▶ **PROBLEMS TO WORK ON**
1. Condense the paragraph of the article on al-Qaeda in the Arabian Peninsula that begins "Over the past 10 years" into a bulleted list that keeps its main facts.
2. Reproduce everything in the article on al-Qaeda in the Arabian Peninsula from "The Two Faces" down to "call them, AQAP.", word for word.
3. According to the article on al-Qaeda in the Arabian Peninsula, where were the four men when they recorded the video announcing the new group?

▶ **QUOTED TEXT**
——————————

The Two Faces of Al-Qaeda in the Arabian Peninsula


About a decade ago, four men sat down in front of a video camera in a safe house in Yemen and started to record. They were there, they said on the video, to announce the formation of a new group: al-Qaeda in the Arabian Peninsula or, as we have come to call them, AQAP.

Over the past 10 years, AQAP has become one of al-Qaeda’s most worrisome affiliates, carrying out attacks at home and abroad, from seizing territory in Yemen to putting bombs on planes bound for the United States. In 2010, shortly after the group was founded, the State Department estimated that AQAP had “several hundred” members. That number jumped to a “few thousand” in 2011 and then to “four thousand” in 2015. This year, the department put that estimate in the “low thousands,” although the United Nations put the number of AQAP fighters at 6,000 – 7,000. The upward trend largely holds true for the number of attacks the group has claimed. For the past two years, I tracked AQAP as part of the U.N. Security Council’s Yemen Panel of Experts. In both 2016 and 2017, AQAP claimed more than 200 attacks, a significant increase from the group’s early years when Yemen was relatively stable and AQAP was more focused on striking the West. But the numbers are misleading. AQAP may be bigger now, but it isn’t stronger. It may be carrying out more attacks, but it isn’t more of a threat.

——————————

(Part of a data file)

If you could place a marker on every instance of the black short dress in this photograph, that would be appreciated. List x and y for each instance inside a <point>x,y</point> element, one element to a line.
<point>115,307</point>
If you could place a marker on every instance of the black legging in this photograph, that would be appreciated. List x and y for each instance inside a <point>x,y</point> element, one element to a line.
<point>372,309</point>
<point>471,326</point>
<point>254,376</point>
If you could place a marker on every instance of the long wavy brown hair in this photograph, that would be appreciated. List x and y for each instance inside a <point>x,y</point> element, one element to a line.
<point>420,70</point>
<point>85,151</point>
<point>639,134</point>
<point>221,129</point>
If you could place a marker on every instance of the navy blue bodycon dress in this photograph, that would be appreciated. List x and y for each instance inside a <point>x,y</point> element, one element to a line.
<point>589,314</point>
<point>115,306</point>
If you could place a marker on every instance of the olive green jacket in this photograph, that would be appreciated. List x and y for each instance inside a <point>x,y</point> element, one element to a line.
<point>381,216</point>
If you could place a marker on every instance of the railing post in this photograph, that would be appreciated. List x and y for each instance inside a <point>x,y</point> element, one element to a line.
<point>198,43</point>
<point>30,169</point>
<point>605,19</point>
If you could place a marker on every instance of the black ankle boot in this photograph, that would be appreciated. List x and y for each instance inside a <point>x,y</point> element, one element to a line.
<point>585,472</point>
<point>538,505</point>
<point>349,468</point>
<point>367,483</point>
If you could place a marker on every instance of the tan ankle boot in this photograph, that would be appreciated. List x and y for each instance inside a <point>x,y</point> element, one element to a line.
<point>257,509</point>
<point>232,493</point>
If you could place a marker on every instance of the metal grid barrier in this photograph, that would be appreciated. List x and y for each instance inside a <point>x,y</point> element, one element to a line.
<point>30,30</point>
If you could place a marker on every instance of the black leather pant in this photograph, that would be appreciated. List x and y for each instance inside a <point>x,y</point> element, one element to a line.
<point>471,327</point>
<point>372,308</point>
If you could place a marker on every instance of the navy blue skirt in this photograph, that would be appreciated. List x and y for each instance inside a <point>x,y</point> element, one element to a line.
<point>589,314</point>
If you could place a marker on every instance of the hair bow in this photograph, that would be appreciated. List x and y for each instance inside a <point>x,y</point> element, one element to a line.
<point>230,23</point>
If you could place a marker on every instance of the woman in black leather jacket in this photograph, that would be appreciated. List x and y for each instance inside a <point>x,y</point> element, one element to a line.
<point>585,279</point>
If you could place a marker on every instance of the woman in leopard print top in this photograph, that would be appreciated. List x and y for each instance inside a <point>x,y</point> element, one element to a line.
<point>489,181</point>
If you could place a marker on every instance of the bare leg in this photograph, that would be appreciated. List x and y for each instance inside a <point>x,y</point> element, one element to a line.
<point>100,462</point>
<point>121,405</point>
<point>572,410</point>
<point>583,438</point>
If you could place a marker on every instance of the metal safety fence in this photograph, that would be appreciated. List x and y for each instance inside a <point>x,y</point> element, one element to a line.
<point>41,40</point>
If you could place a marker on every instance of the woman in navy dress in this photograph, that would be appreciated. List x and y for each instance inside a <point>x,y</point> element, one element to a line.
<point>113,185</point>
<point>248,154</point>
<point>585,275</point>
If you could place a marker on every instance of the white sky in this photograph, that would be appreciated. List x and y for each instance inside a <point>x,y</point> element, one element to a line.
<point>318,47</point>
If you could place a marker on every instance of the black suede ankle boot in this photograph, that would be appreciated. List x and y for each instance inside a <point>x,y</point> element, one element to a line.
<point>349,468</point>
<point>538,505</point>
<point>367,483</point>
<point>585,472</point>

——————————

▶ **ANSWER LIST**
1.
- AQAP has become one of al-Qaeda's most worrisome affiliates. It carries out attacks at home and abroad, from seizing territory in Yemen to putting bombs on planes bound for the United States.
- The State Department's membership estimates were "several hundred" in 2010, a "few thousand" in 2011, "four thousand" in 2015, and the "low thousands" this year. The United Nations put AQAP's fighters at 6,000–7,000.
- The number of attacks the group has claimed has largely risen as well. It claimed more than 200 in both 2016 and 2017, up from its early years, when Yemen was relatively stable and AQAP focused more on striking the West.
- The writer tracked AQAP for the past two years as part of the U.N. Security Council's Yemen Panel of Experts.
- The numbers are misleading: AQAP may be bigger and carrying out more attacks, but it is neither stronger nor more of a threat.

2.
The Two Faces of Al-Qaeda in the Arabian Peninsula


About a decade ago, four men sat down in front of a video camera in a safe house in Yemen and started to record. They were there, they said on the video, to announce the formation of a new group: al-Qaeda in the Arabian Peninsula or, as we have come to call them, AQAP.

3. They were in a safe house in Yemen.